[Extracted records]
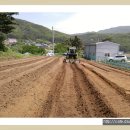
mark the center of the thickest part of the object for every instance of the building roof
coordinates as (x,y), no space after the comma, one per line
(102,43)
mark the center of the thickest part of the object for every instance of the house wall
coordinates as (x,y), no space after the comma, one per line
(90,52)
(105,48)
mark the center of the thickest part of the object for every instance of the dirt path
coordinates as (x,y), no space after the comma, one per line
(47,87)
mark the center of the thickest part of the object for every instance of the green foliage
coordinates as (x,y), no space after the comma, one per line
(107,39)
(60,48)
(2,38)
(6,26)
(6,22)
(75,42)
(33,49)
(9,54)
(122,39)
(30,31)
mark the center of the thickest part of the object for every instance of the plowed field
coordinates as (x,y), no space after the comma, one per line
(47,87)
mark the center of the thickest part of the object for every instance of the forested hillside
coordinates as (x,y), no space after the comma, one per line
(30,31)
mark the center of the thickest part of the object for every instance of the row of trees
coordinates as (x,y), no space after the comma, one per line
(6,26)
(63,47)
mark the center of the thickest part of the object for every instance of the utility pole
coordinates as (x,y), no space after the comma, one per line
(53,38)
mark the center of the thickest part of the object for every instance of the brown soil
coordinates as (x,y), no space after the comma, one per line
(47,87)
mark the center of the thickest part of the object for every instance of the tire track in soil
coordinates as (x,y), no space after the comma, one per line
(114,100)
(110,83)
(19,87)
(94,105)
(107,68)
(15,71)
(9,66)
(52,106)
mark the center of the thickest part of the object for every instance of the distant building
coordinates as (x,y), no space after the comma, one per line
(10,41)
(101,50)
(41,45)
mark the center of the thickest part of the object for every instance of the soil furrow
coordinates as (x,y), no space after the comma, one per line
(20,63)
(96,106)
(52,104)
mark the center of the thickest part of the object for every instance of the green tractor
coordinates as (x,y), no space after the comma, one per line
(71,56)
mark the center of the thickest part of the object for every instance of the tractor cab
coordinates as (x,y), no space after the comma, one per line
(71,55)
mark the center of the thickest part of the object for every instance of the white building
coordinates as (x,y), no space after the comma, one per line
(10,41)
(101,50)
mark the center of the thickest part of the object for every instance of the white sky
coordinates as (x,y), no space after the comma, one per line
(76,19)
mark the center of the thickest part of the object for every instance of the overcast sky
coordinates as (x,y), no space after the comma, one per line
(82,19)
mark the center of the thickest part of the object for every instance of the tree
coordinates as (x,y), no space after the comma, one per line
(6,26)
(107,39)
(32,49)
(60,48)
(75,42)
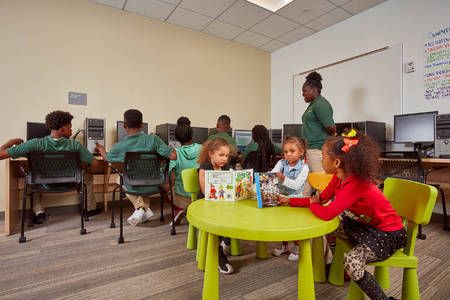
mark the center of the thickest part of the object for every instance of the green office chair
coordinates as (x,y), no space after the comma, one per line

### WHAT YOU NEED TO DO
Write out the material again with each "thickest part" renamed to "widest part", keeping everything else the same and leaving out the pictures.

### SOLUTION FOR THIS PROBLEM
mark the center of the widest part of the object for every instance of the building roof
coordinates as (x,y), no space after the comma, one per line
(102,43)
mark the center of the widest part of the object for every instance of the house wall
coordinates as (x,y), no space after the comma, one per line
(90,52)
(105,48)
mark the center of the widest part of the object for every instance of the dirt path
coordinates as (x,y), no space after the comma, one per line
(47,87)
mark the center of the widest part of the object for every instance of the green foliage
coordinates as (x,y), no space after the comma, one per line
(107,39)
(60,48)
(2,38)
(6,26)
(6,22)
(75,42)
(33,49)
(9,54)
(122,39)
(30,31)
mark the center of the widest part of the object for every instance of the plowed field
coordinates as (x,y), no space after the comma, one per line
(47,87)
mark the center of the widest part of the object for every instance of the forested hillside
coordinates as (x,y), no space after the comma, one per line
(30,31)
mark the center of the widest part of the object for every instance of the row of trees
coordinates as (x,y), no space after the comma, one per line
(6,26)
(63,47)
mark the center of the widest part of the object for every instance of the utility pole
coordinates as (x,y), no space after the comma, one per line
(53,38)
mark the center of the widest part of the object for every instance of the brown soil
coordinates as (x,y), no space after the comma, one per line
(47,87)
mark the center of the widest part of the object for every instance of the tire track in soil
coordinates as (x,y), no space after the comma, one per line
(114,100)
(110,83)
(19,87)
(94,105)
(107,68)
(15,71)
(9,66)
(52,106)
mark the center of the widest part of the object for every instance of the distant building
coordinates as (x,y), no space after the comma, one per line
(10,41)
(101,50)
(41,45)
mark the center of the widest part of the object for every instance of the soil furrow
coordinates as (x,y), no space after the comma, one per line
(20,63)
(96,106)
(52,104)
mark the center of the widest part of the object for every instance of the green tractor
coordinates as (x,y), no space after the comma, one per line
(71,56)
mark the center of the widest part of the object for every instance of the tractor cab
coordinates as (x,y), no space after the comma, one per line
(71,55)
mark the center of the widest part of the object for every instance of the white building
coordinates as (x,y), no space after the comma, one per line
(10,41)
(101,50)
mark the center of the widest part of the object for every instance of the white sky
coordinates as (x,y), no space after the comma, one per line
(76,19)
mark the center of the widest part of the object for every instance of the overcast sky
coordinates as (x,y), no space after the comma, one per line
(82,19)
mark the center of the widest part of the object for every instance of the tree
coordinates as (x,y), no space after the comma, one per line
(6,26)
(107,39)
(32,49)
(60,48)
(75,42)
mark the center of the widest part of the object for every instance of the green office chair
coordinates as (x,y), no space after the comma, one per line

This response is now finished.